**Text shown:**
—————

9 thoughts on “DIY Hay Feeder

    • Hey so i fail and can’t find your email (I know I have it but…. #fail) but send me an email at fraidycat.eventing at gmail if you wanna trail ride at fair hill this Saturday!!

  1. great job (and great job getting stung with wasp so you could walk the work going on instead of having to do it HA.)

    I fed round bales in Texas and hated the metal ones due to the manes being rubbed off….. Only Jiminy will be in danger of that with this one. And pallets are cheap to swap out if need be (i always see them for free around town) so if the mud and muck kills the pallet at the bottom just replace). Great idea….and so much nicer than wasted hay!!

    And think how nice it will be in the winter too keeping the snow and ice off it a bit. You guys are brilliant(And i have seen those hay huts and think they are overrated for the cost!!

—————

**Data extract:**
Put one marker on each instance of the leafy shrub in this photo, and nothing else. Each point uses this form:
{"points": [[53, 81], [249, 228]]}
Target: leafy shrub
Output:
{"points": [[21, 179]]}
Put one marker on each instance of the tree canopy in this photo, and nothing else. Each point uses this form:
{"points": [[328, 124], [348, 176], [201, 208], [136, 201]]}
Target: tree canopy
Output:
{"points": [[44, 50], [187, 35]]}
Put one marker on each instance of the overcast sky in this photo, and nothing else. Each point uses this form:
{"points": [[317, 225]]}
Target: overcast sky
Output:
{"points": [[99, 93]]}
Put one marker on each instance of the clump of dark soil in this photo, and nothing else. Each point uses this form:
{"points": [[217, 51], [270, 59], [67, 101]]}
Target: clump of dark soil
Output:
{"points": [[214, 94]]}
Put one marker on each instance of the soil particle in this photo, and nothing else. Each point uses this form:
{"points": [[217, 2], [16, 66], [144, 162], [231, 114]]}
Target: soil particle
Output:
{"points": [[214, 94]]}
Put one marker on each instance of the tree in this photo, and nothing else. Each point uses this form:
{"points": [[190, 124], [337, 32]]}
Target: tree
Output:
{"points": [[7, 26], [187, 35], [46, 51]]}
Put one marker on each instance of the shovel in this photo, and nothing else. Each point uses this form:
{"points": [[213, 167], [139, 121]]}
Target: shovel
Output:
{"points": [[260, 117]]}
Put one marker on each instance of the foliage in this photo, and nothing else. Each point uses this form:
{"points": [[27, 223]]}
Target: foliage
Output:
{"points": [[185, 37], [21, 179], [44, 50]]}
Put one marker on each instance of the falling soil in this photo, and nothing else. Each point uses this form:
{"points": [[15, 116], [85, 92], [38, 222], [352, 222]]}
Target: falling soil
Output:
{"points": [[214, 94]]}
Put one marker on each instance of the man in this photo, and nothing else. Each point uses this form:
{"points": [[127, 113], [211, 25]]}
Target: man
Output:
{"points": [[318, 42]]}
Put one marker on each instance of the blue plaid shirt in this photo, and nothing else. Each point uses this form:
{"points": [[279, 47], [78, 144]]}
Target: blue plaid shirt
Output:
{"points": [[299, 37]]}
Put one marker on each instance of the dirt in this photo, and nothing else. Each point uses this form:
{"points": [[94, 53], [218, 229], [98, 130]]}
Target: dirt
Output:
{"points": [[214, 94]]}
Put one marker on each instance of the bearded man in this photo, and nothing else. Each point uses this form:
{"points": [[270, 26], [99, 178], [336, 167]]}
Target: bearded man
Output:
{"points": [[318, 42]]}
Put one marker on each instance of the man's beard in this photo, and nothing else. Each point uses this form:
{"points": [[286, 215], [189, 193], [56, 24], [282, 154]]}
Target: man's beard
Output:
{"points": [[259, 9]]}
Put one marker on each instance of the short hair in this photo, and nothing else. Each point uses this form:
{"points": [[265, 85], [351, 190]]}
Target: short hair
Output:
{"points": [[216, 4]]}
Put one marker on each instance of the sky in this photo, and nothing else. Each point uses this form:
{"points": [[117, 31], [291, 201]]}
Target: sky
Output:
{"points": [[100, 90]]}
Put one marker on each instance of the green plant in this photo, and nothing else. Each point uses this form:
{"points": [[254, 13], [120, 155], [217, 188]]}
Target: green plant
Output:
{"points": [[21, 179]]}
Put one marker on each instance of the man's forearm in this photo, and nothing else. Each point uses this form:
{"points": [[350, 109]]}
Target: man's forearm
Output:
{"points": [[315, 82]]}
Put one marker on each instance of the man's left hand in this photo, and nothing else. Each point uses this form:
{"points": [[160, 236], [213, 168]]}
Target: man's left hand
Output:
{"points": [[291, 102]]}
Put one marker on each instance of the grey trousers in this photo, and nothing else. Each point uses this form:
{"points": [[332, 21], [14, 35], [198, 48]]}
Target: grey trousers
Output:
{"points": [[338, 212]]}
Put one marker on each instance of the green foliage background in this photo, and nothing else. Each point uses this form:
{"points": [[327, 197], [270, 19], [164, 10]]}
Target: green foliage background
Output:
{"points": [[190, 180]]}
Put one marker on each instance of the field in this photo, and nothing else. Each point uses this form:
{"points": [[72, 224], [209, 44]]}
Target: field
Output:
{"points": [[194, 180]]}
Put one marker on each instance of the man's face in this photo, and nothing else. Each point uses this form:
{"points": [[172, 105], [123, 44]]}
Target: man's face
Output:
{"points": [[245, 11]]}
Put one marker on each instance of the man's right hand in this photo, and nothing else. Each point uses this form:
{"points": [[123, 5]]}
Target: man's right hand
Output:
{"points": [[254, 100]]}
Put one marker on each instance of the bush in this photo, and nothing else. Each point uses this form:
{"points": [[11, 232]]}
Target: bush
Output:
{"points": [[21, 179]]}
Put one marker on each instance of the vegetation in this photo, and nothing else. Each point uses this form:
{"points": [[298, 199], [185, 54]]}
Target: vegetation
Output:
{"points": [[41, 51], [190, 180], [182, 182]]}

—————

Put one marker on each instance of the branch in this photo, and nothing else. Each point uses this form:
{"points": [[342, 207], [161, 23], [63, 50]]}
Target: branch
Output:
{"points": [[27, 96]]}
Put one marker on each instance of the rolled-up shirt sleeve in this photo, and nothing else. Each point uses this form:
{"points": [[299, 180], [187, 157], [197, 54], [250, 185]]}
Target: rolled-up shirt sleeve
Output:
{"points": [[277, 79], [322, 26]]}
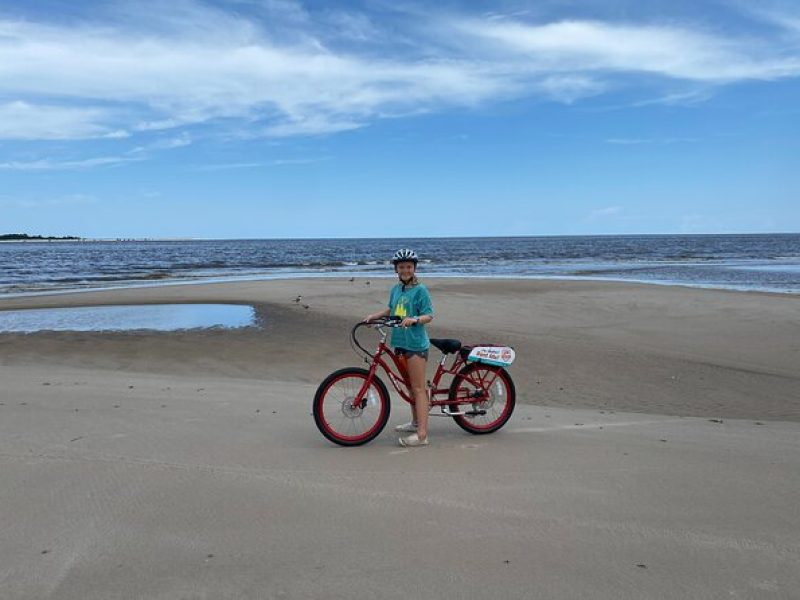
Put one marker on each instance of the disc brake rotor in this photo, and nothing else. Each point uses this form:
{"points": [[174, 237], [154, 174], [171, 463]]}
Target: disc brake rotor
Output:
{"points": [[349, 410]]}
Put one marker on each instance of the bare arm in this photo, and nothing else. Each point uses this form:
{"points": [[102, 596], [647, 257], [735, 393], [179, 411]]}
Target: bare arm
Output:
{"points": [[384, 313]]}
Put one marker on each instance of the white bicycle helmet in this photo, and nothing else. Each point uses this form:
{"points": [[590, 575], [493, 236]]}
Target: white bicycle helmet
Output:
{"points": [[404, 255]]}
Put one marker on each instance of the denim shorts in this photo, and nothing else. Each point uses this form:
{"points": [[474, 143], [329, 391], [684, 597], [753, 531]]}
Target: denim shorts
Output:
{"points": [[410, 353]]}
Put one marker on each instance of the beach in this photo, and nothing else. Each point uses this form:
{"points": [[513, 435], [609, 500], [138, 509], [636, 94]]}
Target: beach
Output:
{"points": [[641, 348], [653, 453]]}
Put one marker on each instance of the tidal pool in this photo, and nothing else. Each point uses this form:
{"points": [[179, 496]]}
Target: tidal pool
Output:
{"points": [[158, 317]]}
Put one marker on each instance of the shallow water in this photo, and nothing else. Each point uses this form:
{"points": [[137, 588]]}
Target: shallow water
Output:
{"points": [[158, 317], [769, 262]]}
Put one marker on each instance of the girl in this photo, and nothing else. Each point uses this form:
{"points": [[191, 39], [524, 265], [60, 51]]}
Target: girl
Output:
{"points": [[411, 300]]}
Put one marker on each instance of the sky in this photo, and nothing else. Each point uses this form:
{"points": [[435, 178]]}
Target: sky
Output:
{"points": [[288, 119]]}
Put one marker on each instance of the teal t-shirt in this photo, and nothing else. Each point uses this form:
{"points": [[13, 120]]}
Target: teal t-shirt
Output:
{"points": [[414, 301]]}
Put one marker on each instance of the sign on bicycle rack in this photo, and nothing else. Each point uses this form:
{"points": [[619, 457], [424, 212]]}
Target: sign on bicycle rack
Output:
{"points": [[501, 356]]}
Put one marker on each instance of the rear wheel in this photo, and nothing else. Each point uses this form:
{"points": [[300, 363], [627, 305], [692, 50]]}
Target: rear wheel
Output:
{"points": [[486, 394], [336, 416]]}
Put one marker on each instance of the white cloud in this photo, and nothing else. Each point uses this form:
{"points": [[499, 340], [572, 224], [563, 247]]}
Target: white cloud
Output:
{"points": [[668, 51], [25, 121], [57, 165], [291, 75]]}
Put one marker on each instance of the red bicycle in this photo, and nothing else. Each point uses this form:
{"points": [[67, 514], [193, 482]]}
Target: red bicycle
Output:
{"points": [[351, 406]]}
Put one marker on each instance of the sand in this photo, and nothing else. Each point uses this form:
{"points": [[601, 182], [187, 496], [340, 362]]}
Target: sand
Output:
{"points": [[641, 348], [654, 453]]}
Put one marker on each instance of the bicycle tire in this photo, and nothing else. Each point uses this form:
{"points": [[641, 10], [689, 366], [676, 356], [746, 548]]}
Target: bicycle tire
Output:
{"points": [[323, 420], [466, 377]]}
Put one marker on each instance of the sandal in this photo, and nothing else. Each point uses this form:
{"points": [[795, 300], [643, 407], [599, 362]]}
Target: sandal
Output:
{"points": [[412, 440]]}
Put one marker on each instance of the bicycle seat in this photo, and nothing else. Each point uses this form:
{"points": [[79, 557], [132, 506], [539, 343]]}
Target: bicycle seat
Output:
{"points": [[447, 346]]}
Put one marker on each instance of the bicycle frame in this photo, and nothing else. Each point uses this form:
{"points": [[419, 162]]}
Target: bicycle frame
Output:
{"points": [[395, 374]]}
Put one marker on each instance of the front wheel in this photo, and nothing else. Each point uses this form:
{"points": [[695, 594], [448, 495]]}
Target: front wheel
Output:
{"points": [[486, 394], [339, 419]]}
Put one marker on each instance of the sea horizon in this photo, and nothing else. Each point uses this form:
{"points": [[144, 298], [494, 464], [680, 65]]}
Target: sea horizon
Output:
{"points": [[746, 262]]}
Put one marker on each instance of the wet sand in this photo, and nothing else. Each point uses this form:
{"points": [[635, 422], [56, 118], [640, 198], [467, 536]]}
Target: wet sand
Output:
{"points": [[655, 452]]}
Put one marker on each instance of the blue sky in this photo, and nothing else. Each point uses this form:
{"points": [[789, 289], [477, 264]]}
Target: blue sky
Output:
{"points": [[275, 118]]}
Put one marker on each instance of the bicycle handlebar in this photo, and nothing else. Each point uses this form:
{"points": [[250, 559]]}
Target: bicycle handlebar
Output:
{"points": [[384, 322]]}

—————

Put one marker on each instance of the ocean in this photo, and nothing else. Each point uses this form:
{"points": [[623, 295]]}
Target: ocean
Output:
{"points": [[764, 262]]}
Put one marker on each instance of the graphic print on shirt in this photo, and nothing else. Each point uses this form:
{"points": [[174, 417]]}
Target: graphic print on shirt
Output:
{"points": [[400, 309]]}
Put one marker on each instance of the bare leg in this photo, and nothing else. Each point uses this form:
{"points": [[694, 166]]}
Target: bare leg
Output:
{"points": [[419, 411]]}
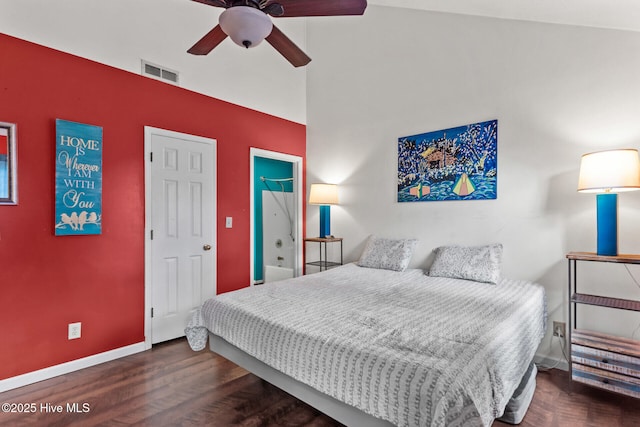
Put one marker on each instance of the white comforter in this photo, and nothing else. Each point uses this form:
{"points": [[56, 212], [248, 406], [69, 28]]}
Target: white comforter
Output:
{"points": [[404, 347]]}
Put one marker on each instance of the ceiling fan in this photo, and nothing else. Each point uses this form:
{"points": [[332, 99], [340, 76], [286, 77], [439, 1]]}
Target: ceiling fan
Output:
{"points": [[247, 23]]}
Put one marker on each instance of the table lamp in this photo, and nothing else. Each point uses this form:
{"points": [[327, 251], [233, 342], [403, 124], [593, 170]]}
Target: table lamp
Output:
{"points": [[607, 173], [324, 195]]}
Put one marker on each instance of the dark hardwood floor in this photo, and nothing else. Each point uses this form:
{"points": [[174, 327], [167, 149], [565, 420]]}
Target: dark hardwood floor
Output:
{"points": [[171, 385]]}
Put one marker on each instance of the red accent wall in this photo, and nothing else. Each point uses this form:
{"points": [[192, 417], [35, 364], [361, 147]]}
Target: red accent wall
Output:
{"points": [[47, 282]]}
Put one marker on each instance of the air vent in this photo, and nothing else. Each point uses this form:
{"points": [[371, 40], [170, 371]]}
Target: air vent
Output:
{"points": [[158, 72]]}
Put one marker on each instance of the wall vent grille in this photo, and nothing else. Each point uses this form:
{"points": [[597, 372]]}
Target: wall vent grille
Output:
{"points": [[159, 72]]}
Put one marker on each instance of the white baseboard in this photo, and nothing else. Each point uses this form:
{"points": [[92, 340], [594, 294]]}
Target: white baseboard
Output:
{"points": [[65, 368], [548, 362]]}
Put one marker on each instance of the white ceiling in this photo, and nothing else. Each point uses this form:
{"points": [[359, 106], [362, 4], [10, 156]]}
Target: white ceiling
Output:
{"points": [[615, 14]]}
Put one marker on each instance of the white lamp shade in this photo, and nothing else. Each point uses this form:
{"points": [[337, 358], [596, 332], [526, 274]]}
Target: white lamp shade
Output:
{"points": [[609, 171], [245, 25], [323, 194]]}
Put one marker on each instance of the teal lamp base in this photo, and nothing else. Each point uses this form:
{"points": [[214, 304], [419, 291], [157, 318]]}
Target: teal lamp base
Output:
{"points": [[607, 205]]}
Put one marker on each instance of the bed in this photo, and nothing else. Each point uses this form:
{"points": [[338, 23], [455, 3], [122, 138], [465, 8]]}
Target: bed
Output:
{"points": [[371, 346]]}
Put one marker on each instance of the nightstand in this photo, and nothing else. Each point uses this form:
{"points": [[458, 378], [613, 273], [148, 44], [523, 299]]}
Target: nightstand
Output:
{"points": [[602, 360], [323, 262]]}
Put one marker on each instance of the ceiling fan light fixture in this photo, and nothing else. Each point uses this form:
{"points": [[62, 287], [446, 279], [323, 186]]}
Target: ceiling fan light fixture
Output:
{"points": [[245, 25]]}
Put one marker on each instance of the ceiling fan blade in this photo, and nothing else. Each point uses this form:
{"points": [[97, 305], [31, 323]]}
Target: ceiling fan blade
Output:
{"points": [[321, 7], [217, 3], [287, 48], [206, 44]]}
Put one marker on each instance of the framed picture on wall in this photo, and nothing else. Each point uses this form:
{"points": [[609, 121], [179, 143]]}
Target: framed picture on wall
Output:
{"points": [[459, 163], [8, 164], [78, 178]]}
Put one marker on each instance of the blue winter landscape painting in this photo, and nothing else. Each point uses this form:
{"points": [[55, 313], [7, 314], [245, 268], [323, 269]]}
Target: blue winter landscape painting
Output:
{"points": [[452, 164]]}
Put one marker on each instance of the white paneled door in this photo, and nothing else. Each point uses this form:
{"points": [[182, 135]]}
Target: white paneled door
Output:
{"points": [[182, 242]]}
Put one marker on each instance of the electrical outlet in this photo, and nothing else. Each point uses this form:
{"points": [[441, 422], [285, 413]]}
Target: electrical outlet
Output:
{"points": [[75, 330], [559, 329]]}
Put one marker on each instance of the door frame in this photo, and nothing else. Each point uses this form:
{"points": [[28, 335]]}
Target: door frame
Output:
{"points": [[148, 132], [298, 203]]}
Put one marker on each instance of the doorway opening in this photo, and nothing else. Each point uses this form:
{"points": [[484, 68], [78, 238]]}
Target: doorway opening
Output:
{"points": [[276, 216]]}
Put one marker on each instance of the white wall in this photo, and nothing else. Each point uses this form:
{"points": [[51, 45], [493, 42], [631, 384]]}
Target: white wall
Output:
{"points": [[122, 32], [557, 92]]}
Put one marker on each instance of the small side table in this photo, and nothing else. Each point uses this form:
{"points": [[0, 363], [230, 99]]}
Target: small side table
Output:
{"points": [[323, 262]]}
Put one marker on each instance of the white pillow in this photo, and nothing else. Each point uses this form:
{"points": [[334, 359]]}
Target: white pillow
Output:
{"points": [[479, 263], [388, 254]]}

—————

**Tasks to complete:**
A – Find each line in the records that contains the word "hair", and copy those lines out.
B – Please carry on the comments about the DIY hay feeder from the point where they end.

**Answers below:**
A –
Put one marker on each instance of the short hair in this photo, and nothing else. Each point uses this form:
Target: short hair

B –
    Love a plan when it comes together. And JIminy might need his own house…just saying! 🙂

  2. What was it you mentioned about putting around the edges to decrease the muddiness? I can’t find it now in your article. It wasn’t lime

    • Honestly? I never quite figured anything out. I really need to get my paddock scraped out and get stone dust/screenings/gravel dumped and see if that works (unfortunately, money). We’re not using it this winter due to mud unfortunately as they’re avoiding the paddock completely.